SET EXERCISE
Starting with the first line of the entries and going on through the line with "272,145 -> 314,166", convert those lines into a JSON list of strings, one string per line, with blank lines dropped. Leave the pictures out of your answer.
─── LISTED RECORDS
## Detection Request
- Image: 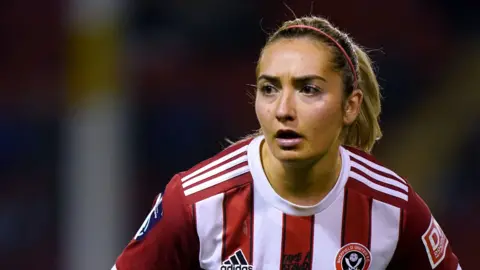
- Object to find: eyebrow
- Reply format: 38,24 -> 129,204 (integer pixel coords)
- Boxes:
257,74 -> 327,82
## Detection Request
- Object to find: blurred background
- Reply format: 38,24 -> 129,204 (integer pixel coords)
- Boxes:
0,0 -> 480,270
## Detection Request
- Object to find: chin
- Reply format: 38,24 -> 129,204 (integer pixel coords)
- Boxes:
272,145 -> 314,166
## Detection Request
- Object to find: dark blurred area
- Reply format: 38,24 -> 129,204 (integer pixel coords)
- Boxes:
0,0 -> 480,270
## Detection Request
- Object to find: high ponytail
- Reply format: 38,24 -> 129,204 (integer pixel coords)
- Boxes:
236,16 -> 382,152
343,45 -> 382,152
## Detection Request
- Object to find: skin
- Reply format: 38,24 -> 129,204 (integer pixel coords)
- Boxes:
255,37 -> 363,206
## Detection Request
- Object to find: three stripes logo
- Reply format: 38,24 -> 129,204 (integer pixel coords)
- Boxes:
220,249 -> 253,270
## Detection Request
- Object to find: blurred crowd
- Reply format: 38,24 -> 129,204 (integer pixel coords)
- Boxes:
0,0 -> 480,270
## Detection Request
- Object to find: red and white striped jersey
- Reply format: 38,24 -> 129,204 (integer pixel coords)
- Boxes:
113,136 -> 461,270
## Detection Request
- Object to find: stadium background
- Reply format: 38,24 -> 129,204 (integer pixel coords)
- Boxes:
0,0 -> 480,270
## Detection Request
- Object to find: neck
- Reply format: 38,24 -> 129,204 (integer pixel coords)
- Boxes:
261,140 -> 342,206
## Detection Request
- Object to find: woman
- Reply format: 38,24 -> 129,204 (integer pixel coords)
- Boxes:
113,17 -> 461,270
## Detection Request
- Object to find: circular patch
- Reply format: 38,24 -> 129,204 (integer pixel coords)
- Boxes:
335,243 -> 372,270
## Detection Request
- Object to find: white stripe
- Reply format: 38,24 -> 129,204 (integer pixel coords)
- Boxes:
370,200 -> 401,269
253,188 -> 283,269
182,155 -> 247,188
182,145 -> 248,182
350,171 -> 408,201
351,161 -> 408,193
347,150 -> 407,183
312,193 -> 344,269
195,193 -> 224,269
184,165 -> 249,196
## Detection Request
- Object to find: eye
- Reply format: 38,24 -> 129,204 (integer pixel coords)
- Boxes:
259,84 -> 277,96
300,84 -> 320,96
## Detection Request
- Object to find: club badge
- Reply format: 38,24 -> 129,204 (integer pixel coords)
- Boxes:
335,243 -> 372,270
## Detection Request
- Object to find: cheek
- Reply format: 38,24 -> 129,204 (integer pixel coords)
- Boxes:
306,98 -> 343,136
255,97 -> 269,126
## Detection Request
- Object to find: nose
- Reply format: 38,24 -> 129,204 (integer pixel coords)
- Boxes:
275,89 -> 297,123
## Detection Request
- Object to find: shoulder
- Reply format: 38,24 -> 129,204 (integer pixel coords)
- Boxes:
345,147 -> 414,209
167,139 -> 252,205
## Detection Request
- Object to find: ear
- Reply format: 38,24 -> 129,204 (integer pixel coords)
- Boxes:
343,89 -> 363,125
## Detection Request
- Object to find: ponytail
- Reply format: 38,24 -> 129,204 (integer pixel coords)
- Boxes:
343,45 -> 382,153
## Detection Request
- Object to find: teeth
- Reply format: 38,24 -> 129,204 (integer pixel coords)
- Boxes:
277,132 -> 299,139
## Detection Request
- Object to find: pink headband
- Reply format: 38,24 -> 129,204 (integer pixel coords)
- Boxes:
285,25 -> 358,87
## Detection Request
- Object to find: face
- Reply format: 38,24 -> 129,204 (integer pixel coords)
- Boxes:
255,35 -> 361,161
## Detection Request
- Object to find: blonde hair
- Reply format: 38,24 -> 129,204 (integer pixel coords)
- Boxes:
247,16 -> 382,152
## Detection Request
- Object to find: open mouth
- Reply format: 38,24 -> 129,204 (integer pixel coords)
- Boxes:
275,129 -> 302,139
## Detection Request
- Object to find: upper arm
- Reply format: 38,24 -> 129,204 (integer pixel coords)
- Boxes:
115,176 -> 199,270
388,191 -> 460,270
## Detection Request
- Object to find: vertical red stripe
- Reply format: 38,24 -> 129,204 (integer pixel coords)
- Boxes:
280,214 -> 315,270
222,184 -> 253,265
342,189 -> 372,249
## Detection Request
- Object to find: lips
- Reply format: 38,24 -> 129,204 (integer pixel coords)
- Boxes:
275,129 -> 302,139
275,129 -> 303,150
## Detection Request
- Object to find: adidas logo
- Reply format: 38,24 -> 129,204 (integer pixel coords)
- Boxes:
220,249 -> 253,270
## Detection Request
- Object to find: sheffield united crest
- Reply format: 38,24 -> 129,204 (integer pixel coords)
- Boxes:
335,243 -> 372,270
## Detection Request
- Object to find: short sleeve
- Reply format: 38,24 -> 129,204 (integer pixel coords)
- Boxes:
112,175 -> 199,270
387,188 -> 461,270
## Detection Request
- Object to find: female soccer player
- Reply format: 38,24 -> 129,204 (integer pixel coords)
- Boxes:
113,17 -> 461,270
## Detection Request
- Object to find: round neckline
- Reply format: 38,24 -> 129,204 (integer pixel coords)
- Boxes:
247,135 -> 350,216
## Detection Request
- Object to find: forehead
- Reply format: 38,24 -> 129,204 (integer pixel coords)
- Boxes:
257,38 -> 331,76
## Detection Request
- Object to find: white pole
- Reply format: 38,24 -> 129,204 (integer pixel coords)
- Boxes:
60,0 -> 131,270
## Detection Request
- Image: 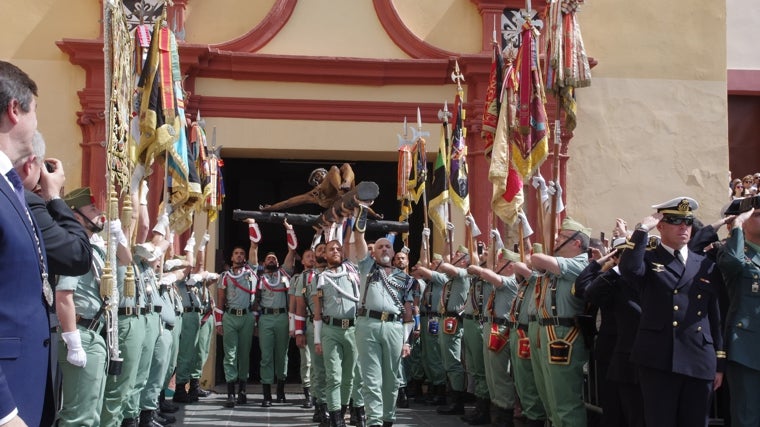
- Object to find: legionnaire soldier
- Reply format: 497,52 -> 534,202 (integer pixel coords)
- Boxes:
55,188 -> 108,426
350,206 -> 414,427
294,243 -> 329,423
418,245 -> 470,415
526,218 -> 591,426
214,219 -> 261,408
467,249 -> 524,427
311,240 -> 359,427
619,197 -> 726,427
251,221 -> 298,407
718,201 -> 760,427
412,249 -> 446,406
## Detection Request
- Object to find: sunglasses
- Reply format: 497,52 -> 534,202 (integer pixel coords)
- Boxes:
662,216 -> 694,225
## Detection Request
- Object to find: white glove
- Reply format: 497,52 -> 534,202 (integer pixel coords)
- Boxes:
532,175 -> 546,193
491,228 -> 504,250
517,211 -> 533,237
185,231 -> 195,254
61,330 -> 87,368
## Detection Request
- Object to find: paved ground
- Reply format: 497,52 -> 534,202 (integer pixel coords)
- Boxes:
168,384 -> 520,427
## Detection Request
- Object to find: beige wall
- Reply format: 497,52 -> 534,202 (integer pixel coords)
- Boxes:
0,0 -> 732,237
726,0 -> 760,70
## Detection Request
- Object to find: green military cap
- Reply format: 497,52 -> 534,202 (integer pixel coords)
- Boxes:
499,248 -> 520,262
652,196 -> 699,217
63,187 -> 95,209
562,217 -> 591,237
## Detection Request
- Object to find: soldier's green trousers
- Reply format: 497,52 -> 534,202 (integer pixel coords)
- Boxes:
306,320 -> 326,403
222,313 -> 254,383
122,312 -> 161,418
259,312 -> 290,384
176,311 -> 201,384
509,322 -> 546,420
322,324 -> 356,411
356,316 -> 404,426
462,319 -> 486,399
190,314 -> 214,379
420,316 -> 446,385
540,326 -> 588,427
58,326 -> 107,426
438,317 -> 465,391
480,323 -> 515,409
140,322 -> 174,411
100,315 -> 145,426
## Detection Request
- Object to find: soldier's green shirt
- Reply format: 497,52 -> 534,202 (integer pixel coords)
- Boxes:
482,275 -> 527,323
257,270 -> 290,308
311,262 -> 359,319
55,247 -> 104,319
540,253 -> 588,317
431,267 -> 470,312
359,255 -> 414,314
218,264 -> 258,310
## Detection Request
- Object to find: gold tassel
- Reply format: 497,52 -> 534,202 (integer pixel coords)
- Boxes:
124,264 -> 135,298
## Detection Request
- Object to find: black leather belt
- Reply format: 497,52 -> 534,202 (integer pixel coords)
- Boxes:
359,308 -> 401,322
538,317 -> 575,326
322,316 -> 354,329
488,317 -> 509,326
116,307 -> 145,316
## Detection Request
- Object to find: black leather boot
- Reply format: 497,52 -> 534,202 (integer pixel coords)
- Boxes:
396,387 -> 409,409
330,411 -> 346,427
261,384 -> 272,408
301,387 -> 314,409
352,406 -> 367,427
222,383 -> 235,408
275,380 -> 285,403
188,378 -> 211,400
237,380 -> 248,405
435,390 -> 464,415
139,410 -> 161,427
466,399 -> 496,426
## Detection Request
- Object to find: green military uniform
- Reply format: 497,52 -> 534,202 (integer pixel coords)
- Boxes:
482,276 -> 517,425
356,256 -> 414,425
219,264 -> 258,387
416,280 -> 446,404
462,278 -> 490,400
174,274 -> 203,402
431,268 -> 470,396
56,246 -> 107,426
256,270 -> 290,394
312,262 -> 359,417
294,268 -> 327,422
534,253 -> 588,427
100,264 -> 145,426
140,278 -> 176,421
122,261 -> 162,419
509,277 -> 546,422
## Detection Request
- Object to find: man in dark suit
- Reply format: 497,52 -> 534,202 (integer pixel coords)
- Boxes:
15,131 -> 92,425
0,61 -> 52,426
620,197 -> 726,427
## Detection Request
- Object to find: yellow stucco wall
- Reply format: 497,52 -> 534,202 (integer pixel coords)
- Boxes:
0,0 -> 732,239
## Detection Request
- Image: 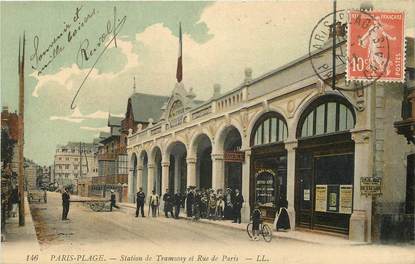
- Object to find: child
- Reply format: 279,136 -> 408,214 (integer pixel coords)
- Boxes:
252,206 -> 261,240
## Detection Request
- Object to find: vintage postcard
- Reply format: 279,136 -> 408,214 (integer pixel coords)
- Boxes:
0,0 -> 415,264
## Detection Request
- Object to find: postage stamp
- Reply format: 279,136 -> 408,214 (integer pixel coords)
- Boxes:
346,11 -> 405,82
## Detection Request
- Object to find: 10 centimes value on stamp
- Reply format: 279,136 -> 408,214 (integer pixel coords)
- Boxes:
309,10 -> 405,90
346,11 -> 405,82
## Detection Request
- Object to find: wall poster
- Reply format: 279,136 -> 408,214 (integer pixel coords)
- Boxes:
339,185 -> 353,214
315,185 -> 327,212
255,169 -> 276,207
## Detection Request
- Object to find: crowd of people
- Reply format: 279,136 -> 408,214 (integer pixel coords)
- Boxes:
136,186 -> 244,223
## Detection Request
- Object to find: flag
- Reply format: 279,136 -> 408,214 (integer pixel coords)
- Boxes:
176,23 -> 183,83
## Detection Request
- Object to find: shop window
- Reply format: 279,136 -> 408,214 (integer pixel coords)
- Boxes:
253,113 -> 288,146
300,98 -> 355,138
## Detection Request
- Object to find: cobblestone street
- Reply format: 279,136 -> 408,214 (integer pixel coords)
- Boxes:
4,193 -> 415,264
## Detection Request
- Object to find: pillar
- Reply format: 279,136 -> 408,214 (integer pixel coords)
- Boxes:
146,163 -> 155,203
211,154 -> 225,190
160,161 -> 170,210
241,150 -> 251,223
128,169 -> 134,203
186,157 -> 196,186
349,129 -> 372,242
135,165 -> 143,197
284,141 -> 298,230
160,161 -> 170,195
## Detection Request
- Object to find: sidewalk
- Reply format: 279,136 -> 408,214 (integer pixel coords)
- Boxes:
0,194 -> 40,263
118,203 -> 368,246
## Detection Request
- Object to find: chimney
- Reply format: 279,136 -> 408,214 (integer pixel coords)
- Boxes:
212,83 -> 221,98
245,68 -> 252,82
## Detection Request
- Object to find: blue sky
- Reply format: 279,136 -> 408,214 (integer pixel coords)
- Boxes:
0,1 -> 414,165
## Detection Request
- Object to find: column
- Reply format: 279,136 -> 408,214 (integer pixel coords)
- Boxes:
160,161 -> 170,211
146,163 -> 155,204
284,141 -> 298,230
186,157 -> 196,186
211,154 -> 225,190
136,165 -> 143,196
128,169 -> 134,203
349,130 -> 373,242
241,150 -> 251,223
176,155 -> 181,193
──────
TASK RESPONSE
[
  "## Detection Request",
  "- Image: ",
  "- Object to find: eyebrow",
  "- Reply format: 38,24 -> 129,204 (integer pixel coords)",
  "- Boxes:",
  "257,74 -> 327,82",
  "## Detection Request",
  "- Object to find: blurred background",
  "- Reply format: 38,24 -> 129,204 (integer pixel coords)",
  "- Boxes:",
  "0,0 -> 480,270",
  "## Detection Request",
  "- Object to find: chin",
  "- Reply format: 38,24 -> 129,204 (integer pixel coords)",
  "- Boxes:",
  "272,145 -> 314,166"
]